Document segment:
Inspect current values:

SHOW seq_page_cost;
SHOW random_page_cost;
SHOW cpu_tuple_cost;
SHOW cpu_index_tuple_cost;
SHOW cpu_operator_cost;
SHOW effective_cache_size;
SHOW work_mem;
SHOW max_parallel_workers_per_gather;

Important: effective_cache_size does not allocate memory. It tells the planner how much cache is likely available. Underestimating it can discourage index usage; overestimating it can make index-heavy plans look too cheap.

Do Not Start by Changing Cost Parameters

A common weak move is to force PostgreSQL to choose indexes by lowering random_page_cost or disabling sequential scans.

This is rarely the first fix.

Before tuning cost parameters, check:

Is the SQL shape correct?
Are table and column statistics current?
Are estimated rows close to actual rows?
Is the index aligned with predicate + join + ordering?
Is the data distribution skewed?
Is the table bloated?
Is the query parameterized in a way that hides value selectivity?

Cost parameter tuning is a system-level calibration problem. Query-level incidents usually need query/index/statistics fixes.

6. Cardinality Estimation Is the Center of the Planner

The planner’s most important prediction is not cost. It is row count.

Cost is derived from estimated work. Estimated work comes largely from estimated rows.

If row estimation is wrong, the chosen plan can be wrong.

Example:

Estimated rows: 20
Actual rows:    2,000,000

That error can cause:

nested loop chosen when hash join was needed;
tiny memory expectation but huge sort spill;
index scan chosen despite scanning much of the table;
bad join order;
terrible latency under concurrency.

Selectivity

Selectivity means "what fraction of rows survive a predicate?"

WHERE status = 'PAID'

If 5% of orders are PAID, selectivity is 0.05.

WHERE created_at >= now() - interval '7 days'

If recent rows are 2% of the table, selectivity is 0.02.

Work request: How would this sentence from the PostgreSQL query planner text read in Spanish: "If row estimation is wrong, the chosen plan can be wrong."

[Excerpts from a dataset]
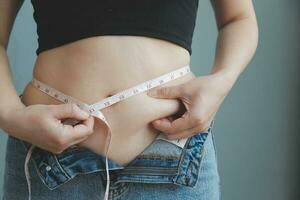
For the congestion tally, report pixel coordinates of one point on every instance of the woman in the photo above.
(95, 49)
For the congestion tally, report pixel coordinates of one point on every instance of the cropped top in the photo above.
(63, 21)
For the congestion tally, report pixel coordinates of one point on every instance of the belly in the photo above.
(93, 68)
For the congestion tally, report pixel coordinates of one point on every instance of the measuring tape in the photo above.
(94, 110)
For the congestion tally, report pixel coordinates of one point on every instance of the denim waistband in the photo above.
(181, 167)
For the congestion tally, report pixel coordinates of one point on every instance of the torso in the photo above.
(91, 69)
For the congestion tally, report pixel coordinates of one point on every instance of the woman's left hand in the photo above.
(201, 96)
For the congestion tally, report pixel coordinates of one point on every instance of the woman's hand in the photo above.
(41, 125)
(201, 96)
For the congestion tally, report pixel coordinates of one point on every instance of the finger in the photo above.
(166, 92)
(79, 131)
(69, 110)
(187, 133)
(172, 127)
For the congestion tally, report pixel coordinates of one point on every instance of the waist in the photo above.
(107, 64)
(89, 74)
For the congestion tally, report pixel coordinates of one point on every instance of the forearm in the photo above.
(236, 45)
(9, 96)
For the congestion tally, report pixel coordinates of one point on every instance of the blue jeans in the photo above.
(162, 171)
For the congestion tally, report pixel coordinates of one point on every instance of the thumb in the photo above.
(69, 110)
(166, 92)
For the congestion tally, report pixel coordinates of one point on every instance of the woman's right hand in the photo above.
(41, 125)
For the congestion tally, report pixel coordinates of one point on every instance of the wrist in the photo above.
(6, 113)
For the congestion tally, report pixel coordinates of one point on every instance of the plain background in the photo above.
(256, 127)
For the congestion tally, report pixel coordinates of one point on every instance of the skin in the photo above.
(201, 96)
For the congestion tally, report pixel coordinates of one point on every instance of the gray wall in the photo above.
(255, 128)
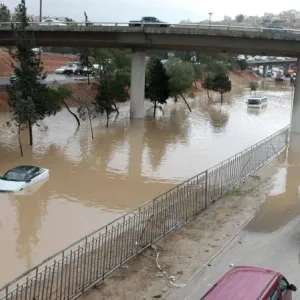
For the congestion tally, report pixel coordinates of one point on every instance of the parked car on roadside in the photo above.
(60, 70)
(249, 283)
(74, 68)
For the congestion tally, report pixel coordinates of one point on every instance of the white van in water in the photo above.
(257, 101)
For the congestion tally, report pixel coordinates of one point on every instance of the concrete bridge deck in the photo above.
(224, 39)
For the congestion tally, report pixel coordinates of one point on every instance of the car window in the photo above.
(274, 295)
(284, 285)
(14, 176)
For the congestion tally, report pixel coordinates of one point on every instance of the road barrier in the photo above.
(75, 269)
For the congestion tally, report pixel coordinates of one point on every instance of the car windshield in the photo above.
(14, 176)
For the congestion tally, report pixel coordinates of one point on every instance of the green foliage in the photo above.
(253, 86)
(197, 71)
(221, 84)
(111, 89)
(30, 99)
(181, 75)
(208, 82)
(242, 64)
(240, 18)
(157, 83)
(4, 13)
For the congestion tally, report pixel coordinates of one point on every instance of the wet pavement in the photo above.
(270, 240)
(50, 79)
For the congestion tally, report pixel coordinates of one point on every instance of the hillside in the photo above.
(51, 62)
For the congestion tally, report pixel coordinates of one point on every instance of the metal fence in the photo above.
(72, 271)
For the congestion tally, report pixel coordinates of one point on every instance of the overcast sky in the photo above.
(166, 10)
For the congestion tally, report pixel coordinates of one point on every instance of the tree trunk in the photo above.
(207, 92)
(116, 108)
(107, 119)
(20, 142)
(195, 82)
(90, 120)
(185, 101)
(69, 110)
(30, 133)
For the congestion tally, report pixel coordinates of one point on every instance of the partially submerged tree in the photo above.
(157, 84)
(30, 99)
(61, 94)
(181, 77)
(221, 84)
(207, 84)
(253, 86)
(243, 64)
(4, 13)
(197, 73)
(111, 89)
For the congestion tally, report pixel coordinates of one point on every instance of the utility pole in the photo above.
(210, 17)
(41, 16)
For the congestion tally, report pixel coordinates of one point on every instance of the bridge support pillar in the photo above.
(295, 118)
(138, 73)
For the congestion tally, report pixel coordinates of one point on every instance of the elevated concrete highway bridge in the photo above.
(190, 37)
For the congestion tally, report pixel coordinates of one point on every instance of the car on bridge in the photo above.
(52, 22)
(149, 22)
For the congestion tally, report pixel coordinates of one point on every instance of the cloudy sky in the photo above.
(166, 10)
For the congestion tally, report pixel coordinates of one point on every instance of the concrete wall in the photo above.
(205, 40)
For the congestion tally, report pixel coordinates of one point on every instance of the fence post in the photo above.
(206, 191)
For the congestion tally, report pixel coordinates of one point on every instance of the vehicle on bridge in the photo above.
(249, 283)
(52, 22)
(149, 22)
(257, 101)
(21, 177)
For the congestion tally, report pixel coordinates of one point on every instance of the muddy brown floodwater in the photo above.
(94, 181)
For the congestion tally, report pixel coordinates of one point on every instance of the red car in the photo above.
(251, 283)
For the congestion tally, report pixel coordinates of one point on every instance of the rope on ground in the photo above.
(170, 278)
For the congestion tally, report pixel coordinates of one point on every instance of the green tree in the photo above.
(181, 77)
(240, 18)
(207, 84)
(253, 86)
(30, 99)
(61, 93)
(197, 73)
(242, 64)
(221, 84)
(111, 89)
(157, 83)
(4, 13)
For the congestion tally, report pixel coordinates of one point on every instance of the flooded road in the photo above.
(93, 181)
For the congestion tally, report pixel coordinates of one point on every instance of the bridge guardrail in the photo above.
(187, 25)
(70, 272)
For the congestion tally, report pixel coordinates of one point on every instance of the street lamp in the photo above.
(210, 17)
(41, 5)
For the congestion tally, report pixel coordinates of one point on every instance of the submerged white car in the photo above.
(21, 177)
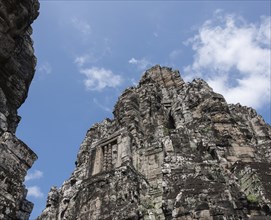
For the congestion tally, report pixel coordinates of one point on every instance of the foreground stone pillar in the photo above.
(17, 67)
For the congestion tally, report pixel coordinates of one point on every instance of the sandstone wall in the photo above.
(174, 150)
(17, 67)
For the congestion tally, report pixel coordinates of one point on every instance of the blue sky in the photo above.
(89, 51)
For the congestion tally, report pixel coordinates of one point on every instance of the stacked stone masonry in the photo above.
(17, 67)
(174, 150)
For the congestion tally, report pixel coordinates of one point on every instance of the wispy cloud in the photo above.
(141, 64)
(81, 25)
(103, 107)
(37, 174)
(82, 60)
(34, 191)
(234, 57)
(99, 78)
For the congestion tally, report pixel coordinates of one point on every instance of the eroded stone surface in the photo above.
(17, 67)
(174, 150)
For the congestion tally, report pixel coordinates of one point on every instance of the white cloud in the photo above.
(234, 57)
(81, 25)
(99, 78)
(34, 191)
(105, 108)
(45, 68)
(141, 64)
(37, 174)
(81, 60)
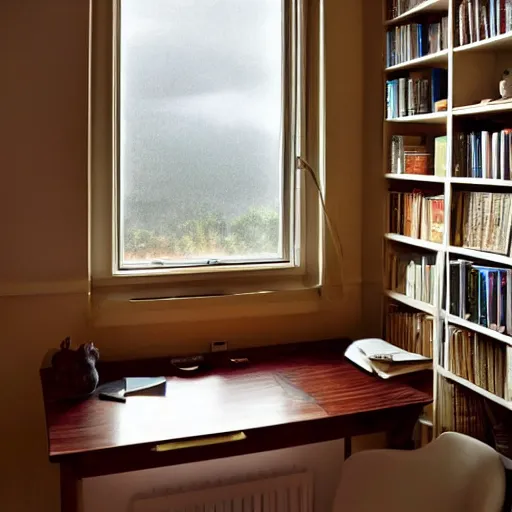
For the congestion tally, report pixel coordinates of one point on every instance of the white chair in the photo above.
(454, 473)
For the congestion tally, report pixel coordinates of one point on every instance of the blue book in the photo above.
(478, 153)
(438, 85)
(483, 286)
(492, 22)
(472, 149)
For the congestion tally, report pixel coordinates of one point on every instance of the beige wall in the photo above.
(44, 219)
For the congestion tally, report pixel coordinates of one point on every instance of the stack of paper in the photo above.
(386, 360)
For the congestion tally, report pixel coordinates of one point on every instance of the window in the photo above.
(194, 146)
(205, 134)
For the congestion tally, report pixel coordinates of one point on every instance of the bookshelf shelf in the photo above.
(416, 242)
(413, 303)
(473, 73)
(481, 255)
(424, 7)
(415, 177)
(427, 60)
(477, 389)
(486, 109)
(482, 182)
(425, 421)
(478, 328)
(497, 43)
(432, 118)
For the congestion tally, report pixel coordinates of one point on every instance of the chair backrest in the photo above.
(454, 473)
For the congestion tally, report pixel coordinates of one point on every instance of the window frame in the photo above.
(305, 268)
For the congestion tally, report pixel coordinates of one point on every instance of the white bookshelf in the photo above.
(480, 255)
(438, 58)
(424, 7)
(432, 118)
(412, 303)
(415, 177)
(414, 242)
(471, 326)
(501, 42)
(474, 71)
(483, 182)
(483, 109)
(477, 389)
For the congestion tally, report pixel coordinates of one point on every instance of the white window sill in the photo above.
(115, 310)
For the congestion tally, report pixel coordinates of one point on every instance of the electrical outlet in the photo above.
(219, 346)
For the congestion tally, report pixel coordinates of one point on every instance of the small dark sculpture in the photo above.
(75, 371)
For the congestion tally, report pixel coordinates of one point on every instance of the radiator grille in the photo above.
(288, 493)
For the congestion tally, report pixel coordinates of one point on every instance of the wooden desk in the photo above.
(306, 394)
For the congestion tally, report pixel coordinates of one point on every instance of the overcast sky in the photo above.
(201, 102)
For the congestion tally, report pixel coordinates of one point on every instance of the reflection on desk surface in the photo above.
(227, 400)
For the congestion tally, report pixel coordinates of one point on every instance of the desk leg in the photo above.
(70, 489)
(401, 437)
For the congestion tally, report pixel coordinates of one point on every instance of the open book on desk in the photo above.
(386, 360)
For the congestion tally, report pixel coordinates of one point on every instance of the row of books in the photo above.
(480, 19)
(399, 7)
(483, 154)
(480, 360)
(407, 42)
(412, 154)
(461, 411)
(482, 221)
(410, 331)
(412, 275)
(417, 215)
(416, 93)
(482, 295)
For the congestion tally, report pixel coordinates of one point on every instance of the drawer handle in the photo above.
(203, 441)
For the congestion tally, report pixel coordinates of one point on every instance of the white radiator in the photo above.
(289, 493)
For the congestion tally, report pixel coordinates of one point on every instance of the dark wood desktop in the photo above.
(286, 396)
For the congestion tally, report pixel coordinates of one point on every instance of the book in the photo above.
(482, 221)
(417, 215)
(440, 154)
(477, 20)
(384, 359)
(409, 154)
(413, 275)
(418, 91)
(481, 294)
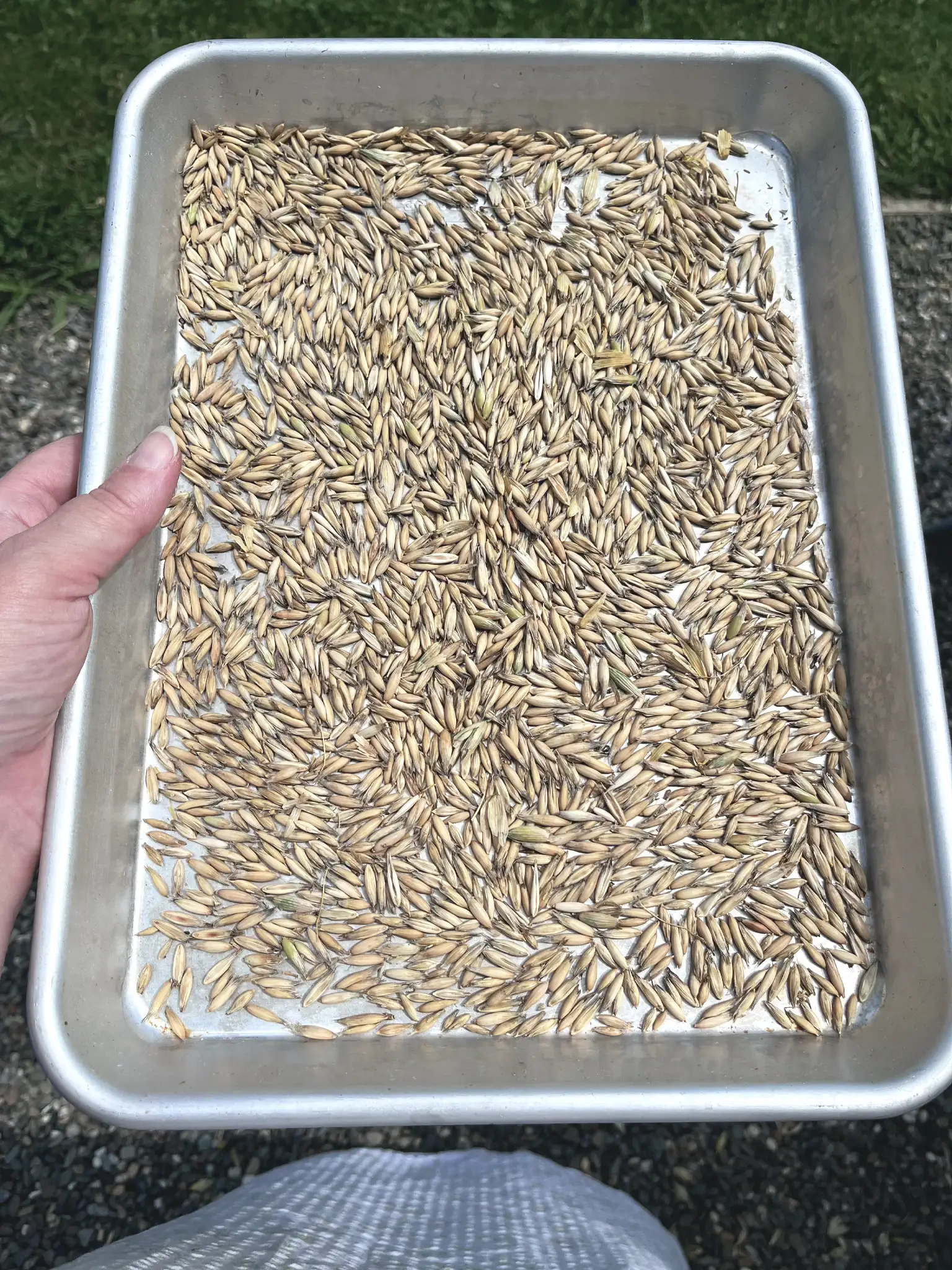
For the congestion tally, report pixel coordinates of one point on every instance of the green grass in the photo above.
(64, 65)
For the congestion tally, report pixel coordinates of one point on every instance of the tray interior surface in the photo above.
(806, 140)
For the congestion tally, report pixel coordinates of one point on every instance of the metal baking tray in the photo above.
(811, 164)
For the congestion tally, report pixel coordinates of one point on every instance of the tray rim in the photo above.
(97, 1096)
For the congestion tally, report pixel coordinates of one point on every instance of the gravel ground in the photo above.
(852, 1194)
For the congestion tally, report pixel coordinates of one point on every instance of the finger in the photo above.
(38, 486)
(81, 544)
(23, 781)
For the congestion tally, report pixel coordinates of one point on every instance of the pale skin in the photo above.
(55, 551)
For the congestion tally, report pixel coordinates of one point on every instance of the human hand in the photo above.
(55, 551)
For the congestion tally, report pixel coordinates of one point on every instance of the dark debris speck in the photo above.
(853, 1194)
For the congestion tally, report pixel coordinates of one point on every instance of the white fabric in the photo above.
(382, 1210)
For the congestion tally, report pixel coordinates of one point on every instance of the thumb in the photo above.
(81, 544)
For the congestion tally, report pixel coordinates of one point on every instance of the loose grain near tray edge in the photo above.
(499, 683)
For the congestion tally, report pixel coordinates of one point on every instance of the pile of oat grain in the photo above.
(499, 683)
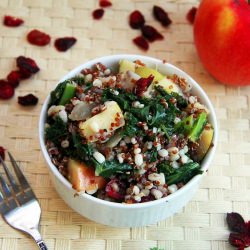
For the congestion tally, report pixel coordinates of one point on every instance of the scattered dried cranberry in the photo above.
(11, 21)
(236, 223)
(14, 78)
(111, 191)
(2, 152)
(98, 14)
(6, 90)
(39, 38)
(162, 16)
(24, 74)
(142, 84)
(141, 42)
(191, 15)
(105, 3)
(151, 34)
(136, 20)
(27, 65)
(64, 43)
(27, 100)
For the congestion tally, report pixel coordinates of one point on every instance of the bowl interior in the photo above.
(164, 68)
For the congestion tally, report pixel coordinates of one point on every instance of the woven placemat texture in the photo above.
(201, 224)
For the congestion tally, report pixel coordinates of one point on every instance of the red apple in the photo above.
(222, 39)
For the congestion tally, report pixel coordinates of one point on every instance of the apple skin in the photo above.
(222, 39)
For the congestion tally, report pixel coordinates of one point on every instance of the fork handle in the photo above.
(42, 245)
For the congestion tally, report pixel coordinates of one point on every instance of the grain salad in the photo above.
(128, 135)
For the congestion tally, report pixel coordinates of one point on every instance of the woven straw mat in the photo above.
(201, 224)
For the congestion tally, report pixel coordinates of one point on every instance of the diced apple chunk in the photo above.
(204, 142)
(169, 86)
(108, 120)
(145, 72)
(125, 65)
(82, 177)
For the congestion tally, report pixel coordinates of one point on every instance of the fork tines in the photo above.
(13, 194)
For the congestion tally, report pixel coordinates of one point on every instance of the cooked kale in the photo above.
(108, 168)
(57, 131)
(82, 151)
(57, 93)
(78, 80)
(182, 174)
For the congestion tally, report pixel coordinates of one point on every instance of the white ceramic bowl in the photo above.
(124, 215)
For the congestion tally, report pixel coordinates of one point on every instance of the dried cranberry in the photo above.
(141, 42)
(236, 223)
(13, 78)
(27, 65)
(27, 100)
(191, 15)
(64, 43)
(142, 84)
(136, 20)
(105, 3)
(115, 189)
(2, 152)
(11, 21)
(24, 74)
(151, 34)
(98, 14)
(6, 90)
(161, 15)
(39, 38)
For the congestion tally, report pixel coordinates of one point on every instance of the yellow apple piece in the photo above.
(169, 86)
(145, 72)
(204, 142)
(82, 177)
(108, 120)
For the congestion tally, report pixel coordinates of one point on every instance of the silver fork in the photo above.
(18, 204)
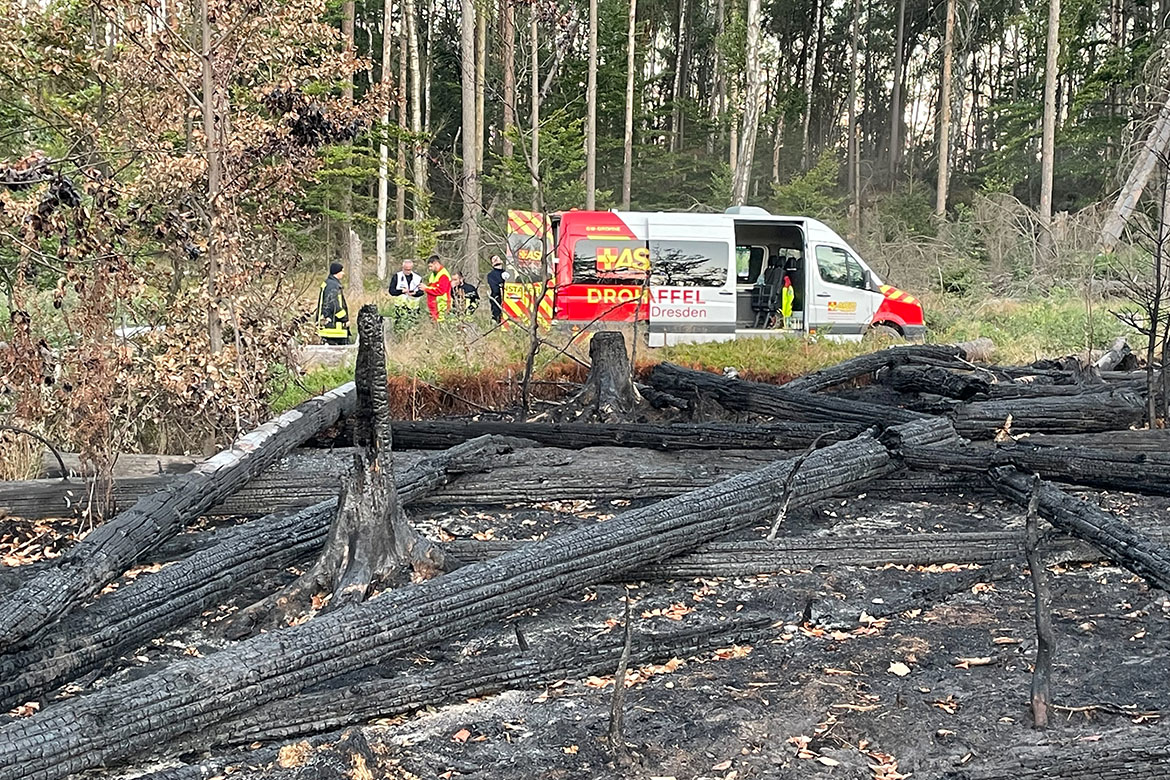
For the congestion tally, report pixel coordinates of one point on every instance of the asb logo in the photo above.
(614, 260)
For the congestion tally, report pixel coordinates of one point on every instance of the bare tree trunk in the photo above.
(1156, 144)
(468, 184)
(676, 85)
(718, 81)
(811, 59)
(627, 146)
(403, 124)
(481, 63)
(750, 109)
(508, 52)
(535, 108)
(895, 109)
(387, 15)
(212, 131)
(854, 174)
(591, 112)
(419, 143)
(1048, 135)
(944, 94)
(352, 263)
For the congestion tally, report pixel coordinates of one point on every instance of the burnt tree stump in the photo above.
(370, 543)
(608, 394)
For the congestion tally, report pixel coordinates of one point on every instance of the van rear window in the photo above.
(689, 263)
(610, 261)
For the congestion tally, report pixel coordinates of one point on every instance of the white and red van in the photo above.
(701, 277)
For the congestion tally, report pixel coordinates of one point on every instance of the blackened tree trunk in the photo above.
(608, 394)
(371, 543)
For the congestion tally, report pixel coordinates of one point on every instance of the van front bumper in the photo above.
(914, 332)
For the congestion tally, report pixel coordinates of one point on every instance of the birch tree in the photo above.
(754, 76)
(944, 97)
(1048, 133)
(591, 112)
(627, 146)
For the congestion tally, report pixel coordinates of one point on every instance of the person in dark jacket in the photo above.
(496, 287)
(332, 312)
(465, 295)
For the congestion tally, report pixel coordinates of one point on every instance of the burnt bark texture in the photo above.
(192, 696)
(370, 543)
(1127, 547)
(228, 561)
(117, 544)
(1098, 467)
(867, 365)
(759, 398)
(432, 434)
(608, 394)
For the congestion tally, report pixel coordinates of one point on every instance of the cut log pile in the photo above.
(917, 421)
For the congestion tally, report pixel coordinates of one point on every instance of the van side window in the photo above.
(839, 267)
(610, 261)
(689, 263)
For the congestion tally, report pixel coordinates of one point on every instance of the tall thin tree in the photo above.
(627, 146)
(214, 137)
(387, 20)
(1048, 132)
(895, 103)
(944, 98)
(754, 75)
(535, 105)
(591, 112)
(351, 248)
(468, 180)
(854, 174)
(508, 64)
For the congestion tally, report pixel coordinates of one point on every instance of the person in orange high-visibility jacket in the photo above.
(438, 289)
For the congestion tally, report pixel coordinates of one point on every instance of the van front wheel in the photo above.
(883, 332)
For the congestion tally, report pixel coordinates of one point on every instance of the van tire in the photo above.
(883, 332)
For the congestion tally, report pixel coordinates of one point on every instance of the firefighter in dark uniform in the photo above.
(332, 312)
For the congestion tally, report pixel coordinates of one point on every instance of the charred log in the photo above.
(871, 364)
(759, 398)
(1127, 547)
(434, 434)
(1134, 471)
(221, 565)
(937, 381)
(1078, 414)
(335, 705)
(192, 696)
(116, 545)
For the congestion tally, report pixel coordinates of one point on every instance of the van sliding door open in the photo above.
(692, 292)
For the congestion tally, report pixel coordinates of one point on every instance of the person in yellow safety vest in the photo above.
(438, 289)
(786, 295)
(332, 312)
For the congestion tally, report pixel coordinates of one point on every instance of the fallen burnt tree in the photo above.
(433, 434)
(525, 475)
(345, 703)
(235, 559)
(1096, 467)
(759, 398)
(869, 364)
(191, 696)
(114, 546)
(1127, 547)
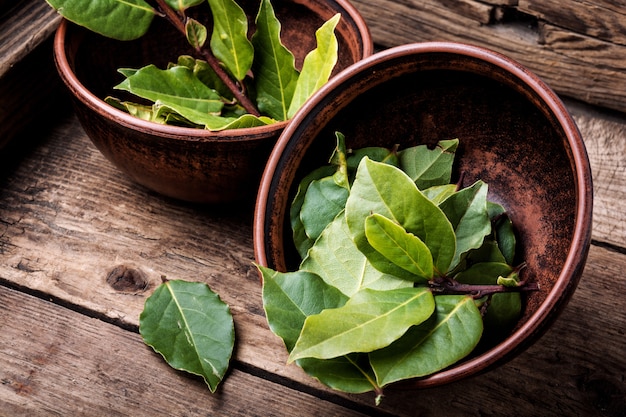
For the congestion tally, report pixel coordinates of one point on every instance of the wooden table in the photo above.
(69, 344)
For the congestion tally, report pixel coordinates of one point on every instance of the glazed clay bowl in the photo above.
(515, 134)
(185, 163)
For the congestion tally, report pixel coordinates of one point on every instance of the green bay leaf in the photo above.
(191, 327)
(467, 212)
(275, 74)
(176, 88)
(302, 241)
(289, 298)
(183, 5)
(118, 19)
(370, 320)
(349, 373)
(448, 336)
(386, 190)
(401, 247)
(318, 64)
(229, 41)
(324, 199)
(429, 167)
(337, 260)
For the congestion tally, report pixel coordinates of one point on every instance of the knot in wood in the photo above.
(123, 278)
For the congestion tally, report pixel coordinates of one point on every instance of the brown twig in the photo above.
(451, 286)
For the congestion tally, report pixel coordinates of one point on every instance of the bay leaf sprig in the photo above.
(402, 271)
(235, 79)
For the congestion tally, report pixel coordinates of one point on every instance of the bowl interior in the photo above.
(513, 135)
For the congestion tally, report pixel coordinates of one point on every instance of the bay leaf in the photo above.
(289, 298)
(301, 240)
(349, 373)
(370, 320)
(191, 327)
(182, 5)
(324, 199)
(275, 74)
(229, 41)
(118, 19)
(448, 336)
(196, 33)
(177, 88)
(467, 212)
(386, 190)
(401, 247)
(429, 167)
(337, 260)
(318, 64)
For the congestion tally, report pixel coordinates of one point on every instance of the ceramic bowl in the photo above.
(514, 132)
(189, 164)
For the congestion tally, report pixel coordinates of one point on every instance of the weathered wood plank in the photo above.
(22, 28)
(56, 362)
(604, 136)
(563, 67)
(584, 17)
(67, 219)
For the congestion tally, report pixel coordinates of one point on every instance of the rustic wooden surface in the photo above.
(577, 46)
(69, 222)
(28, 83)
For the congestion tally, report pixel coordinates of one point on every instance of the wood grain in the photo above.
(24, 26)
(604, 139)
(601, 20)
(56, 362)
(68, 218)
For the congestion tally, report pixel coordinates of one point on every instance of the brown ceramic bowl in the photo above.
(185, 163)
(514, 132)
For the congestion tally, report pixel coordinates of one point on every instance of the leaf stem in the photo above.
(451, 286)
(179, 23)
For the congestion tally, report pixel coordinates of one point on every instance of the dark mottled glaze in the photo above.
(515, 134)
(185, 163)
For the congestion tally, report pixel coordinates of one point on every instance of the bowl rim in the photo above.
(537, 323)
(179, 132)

Response area: Si la estimación de filas es incorrecta, el plan elegido puede ser incorrecto.